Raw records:
- - - - -
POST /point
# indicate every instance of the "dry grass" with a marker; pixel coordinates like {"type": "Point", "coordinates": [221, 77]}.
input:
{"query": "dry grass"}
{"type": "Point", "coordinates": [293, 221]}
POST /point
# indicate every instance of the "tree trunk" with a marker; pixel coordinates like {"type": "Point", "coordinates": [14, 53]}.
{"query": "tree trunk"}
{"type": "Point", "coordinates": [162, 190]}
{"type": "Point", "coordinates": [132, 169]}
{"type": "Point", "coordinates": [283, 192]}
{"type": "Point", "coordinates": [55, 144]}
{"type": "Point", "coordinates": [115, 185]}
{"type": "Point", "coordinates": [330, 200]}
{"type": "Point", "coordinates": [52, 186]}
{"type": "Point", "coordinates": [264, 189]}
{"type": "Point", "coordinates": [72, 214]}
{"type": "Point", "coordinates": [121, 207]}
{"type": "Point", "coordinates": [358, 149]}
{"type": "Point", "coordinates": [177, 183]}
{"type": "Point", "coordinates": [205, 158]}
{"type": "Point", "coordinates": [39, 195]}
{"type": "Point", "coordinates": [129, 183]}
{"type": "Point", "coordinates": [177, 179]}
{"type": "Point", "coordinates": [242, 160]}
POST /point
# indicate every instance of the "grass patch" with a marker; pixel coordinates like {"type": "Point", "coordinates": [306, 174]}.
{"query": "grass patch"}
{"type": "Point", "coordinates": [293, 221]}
- - - - -
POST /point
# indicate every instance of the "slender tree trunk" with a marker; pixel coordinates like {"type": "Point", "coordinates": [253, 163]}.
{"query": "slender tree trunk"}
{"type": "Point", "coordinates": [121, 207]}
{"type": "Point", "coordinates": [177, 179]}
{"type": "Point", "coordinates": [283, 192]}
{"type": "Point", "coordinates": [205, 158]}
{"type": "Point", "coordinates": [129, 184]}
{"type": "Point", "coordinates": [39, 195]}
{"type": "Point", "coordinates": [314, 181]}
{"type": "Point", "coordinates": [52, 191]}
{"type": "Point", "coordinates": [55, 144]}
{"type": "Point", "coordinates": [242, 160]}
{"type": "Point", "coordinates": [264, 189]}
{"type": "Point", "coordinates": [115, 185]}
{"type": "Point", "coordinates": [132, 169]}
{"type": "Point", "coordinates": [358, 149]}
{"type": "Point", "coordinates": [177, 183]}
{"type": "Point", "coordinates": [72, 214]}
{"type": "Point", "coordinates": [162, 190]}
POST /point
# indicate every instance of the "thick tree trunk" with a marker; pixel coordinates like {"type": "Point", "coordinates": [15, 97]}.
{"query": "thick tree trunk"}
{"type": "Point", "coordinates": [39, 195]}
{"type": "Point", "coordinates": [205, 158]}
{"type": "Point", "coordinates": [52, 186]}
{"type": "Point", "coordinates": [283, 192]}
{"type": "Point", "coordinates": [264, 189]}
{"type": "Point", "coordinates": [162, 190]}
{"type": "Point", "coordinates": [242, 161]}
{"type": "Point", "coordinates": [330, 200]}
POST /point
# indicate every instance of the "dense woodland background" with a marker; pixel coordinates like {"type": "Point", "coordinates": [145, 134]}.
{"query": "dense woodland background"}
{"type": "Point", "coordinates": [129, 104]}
- - - - -
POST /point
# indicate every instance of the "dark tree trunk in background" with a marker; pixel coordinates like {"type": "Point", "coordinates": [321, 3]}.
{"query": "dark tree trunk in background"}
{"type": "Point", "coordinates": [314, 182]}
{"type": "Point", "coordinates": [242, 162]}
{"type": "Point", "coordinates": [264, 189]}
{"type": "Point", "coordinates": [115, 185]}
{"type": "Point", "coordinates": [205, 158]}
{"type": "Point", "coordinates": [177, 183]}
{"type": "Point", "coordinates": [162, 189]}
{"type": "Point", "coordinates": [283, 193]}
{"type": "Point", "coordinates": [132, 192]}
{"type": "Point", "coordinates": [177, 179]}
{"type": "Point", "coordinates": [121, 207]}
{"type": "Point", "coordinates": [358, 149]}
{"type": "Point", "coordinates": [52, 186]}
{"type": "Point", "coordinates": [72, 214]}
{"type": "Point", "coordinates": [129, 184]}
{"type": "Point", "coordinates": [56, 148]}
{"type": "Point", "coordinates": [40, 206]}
- - - - -
- [REQUIRED WORK]
Report each line of the records above that contains the word "background", copying the whole line. Letter case counts.

- [RESPONSE FOR THIS EXERCISE]
# indicate every instance of the "dense woodland background" with a marker; pixel coordinates like {"type": "Point", "coordinates": [145, 134]}.
{"query": "dense woodland background"}
# indicate every instance of the "dark tree trunk in background" with a marker; pixel coordinates like {"type": "Point", "coordinates": [321, 3]}.
{"query": "dark tree trunk in background"}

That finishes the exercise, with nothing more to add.